== EXTRAIT CHOISI ==
____________________
Et si vous échappez à la dégradation pulmonaire, le cyanure ou le mercure aura peut-être raison de vous. Les artisans mineurs africains n’ont pas les moyens de recycler ces produits toxiques dans les règles. Ils doivent pourtant les utiliser; l’un pour y plonger le minerai concassé, ou l’autre pour un effet d’amalgamation. Au sens strict, ils se «tuent» à la tâche. Ils mettent aussi en danger l’environnement.
Il n’est pas toujours aisé de revendiquer des conditions de travail conformes aux droits humains, dans un contexte où les bénéfices reviennent aux multinationales et les maladies aux travailleurs locaux. À l’exonération fiscale ne répond pas toujours un respect de droits syndicaux élémentaires. Et l’encadrement sanitaire reste un mirage.
Une dure cohabitation
Les mineurs ne sont pas les seuls à plaindre. À la faveur de la ruée vers l’or, poussent des villes aussi approximatives qu’éphémères. Autour de mines improvisées s’agglutinent des dynamiteurs, des marchands, des guérisseurs ou des coiffeurs. Si la silicose vous a épargné, toute une gamme de maladies vénériennes vous guette. La prostitution est florissante et les exigences d’hygiène encore plus bafouées qu’ailleurs.
En plein XXIe siècle, voici un Far West qui inspire tout autant des documentaires comme Ceux de la colline ou des fictions comme le western L’or des Younga.
Lorsque ces mines champignons côtoient d’authentiques villages, la cohabitation tourne souvent au vinaigre. Le 14 septembre dernier, des vandales saccagent le site de la société minière Pinsabo Gold à Pelegtenga, au Burkina. La cinquantaine de policiers présents sur les lieux doit battre en retraite. Broyeurs, conteneurs et groupes électrogènes incendiés, bâtiments fortement endommagés, véhicules détériorés: les dégâts sont estimés à plus d’un milliard de francs CFA (1,5 million d’euros).
Faute de revendications explicites, les motifs des casseurs ne sont pas clairs. Des observateurs évoquent la frustration de résidents auxquels les investisseurs miniers auraient fait de fausses promesses. D’autres affirment qu’il s’agirait de «l’œuvre d’un groupe d’orpailleurs organisés, qui ont mené une campagne d’intoxication au niveau des populations riveraines».
Deux jours plus tard, le 16 septembre, c’est dans la sous-préfecture de Kiniéro, en Guinée, que la jeunesse de la cité minière, munie de bâtons et de coupe-coupe, met à sac les installations de la Société d’exploitation minière en Afrique de l’Ouest (Semafo) et de compagnies sous-traitantes.
____________________
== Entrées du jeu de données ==
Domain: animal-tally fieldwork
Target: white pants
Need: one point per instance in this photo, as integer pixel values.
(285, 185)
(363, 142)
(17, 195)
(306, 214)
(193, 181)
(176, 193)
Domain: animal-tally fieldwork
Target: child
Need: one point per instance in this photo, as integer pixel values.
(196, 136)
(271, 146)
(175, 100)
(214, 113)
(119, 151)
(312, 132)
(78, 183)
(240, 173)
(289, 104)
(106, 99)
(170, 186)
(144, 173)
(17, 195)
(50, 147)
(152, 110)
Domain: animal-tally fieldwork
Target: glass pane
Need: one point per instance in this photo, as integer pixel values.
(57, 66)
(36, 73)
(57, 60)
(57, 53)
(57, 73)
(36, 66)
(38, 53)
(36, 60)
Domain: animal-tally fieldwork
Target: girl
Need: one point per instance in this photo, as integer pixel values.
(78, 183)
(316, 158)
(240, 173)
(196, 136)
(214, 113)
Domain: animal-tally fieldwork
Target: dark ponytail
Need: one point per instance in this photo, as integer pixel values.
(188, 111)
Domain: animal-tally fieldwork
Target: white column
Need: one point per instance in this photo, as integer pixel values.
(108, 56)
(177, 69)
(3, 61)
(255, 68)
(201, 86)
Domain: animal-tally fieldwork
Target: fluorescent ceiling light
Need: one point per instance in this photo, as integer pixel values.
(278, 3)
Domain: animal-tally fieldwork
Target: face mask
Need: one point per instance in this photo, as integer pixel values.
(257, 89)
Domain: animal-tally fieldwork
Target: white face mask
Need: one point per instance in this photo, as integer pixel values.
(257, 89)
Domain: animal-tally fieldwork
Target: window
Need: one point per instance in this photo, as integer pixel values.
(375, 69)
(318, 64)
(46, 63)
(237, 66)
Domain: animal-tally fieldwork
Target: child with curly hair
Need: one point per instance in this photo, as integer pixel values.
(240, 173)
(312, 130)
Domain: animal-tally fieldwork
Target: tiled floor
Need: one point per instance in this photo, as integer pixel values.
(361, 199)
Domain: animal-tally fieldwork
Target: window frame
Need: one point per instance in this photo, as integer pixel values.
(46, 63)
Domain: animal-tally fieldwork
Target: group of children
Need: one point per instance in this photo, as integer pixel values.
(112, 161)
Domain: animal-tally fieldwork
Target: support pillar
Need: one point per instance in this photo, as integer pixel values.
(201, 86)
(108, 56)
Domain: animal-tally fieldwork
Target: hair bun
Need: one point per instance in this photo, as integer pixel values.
____________________
== ACTIONS À MENER ==
A - Répondez à ces questions à partir de l'extrait sur l'orpaillage en Afrique :
(i) Quels sont les deux produits toxiques que les artisans mineurs africains doivent utiliser ?
(ii) À combien les dégâts sur le site de Pinsabo Gold à Pelegtenga sont-ils estimés ?
(iii) Dans quelle sous-préfecture de Guinée la jeunesse a-t-elle mis à sac les installations de la Semafo le 16 septembre ?
B - Reproduisez mot pour mot le passage de l'extrait sur l'orpaillage en Afrique, en commençant à « Il n’est pas » et en terminant à « reste un mirage. ».

== RÉPONSES PAR ITEM ==
A -
(i) Le cyanure et le mercure.
(ii) À plus d'un milliard de francs CFA (1,5 million d'euros).
(iii) Kiniéro.

B -
Il n’est pas toujours aisé de revendiquer des conditions de travail conformes aux droits humains, dans un contexte où les bénéfices reviennent aux multinationales et les maladies aux travailleurs locaux. À l’exonération fiscale ne répond pas toujours un respect de droits syndicaux élémentaires. Et l’encadrement sanitaire reste un mirage.